The answer must consist of the records below, repeated exactly.

········

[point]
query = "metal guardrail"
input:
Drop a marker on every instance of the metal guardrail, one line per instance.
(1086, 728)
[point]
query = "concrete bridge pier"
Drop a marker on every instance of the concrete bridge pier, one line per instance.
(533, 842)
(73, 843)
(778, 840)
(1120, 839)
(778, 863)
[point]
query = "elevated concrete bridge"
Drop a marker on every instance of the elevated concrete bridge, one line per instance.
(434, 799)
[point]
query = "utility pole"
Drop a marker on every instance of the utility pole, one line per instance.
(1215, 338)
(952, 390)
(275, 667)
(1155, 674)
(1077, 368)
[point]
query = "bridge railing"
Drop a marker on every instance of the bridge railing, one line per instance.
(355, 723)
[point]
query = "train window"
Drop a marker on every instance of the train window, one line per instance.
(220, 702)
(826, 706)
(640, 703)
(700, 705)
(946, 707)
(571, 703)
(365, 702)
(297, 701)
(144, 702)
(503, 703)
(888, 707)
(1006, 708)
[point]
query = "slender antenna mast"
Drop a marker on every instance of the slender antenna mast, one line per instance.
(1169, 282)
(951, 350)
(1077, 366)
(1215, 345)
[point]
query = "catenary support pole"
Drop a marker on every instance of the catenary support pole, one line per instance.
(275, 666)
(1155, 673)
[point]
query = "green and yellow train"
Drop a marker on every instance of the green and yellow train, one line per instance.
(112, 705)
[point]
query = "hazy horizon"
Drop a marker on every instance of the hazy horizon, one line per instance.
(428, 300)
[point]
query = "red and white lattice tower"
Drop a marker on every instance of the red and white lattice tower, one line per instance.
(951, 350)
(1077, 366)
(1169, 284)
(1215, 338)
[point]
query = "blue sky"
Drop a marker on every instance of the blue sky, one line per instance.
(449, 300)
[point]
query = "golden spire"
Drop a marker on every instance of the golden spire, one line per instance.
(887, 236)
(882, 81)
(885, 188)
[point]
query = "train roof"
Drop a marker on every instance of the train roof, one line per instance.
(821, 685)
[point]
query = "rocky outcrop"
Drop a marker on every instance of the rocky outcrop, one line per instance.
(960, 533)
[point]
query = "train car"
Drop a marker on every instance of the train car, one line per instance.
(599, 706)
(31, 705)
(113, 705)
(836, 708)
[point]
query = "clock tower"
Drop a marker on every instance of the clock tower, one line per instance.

········

**TASK OUTPUT:**
[point]
query = "metal guardrail"
input:
Drop a marker on every instance of the metal guardrail, one line per instance.
(1086, 728)
[point]
query = "concrete bridge pier"
Drop a marker on every instance of the concrete bridge pier, one line per instance.
(533, 842)
(73, 843)
(778, 840)
(1120, 839)
(778, 863)
[point]
query = "elevated concrete bridge"
Drop a marker on every instance of the elevated concrete bridge, one line per instance.
(434, 799)
[point]
query = "utility pole"
Drop a marker on every instance of the utility pole, one line per instance.
(1215, 338)
(952, 390)
(275, 667)
(1155, 674)
(1077, 368)
[point]
query = "bridge railing"
Drop a marker on every instance of the bridge railing, one line per instance.
(355, 723)
[point]
query = "train window"
Drop a marker on every instance of the train window, one line per instance.
(220, 702)
(826, 706)
(640, 703)
(700, 705)
(946, 707)
(571, 703)
(365, 702)
(297, 701)
(144, 702)
(503, 703)
(888, 707)
(1006, 708)
[point]
query = "slender antenna mast"
Drop a marker on every instance of the slender antenna mast, one line per instance.
(1169, 282)
(951, 350)
(1077, 366)
(1215, 345)
[point]
query = "catenary support pole"
Drop a marker on every instance of the catenary support pole, one line per instance.
(275, 666)
(1155, 673)
[point]
query = "green and yellow train"
Drop a marker on every instance of the green and yellow train, one line per instance.
(112, 705)
[point]
query = "hazy horizon"
Drop a marker on every instance of the hazy horizon, one line per instance.
(428, 300)
[point]
query = "red and white lattice tower"
Drop a marker on every instance of the red and white lattice tower, one line per instance.
(951, 350)
(1077, 366)
(1169, 284)
(1215, 338)
[point]
query = "blue sky"
Drop a marker on every instance of the blue sky, one line per instance.
(449, 300)
[point]
query = "golden spire"
Drop a marker on every instance of the golden spire, one line per instance.
(887, 236)
(882, 81)
(885, 188)
[point]
query = "train roof"
Drop a marker on every instance of the train roof, one line per instance.
(821, 685)
[point]
query = "rocky outcrop"
Drop a marker on every instance of the rocky outcrop, one line per instance.
(960, 533)
[point]
query = "train car"
Drop a marker on every instance of the train car, one line per instance.
(599, 706)
(31, 705)
(113, 705)
(836, 708)
[point]
query = "clock tower"
Drop a marker on every instance of the clock tower, one line per instance.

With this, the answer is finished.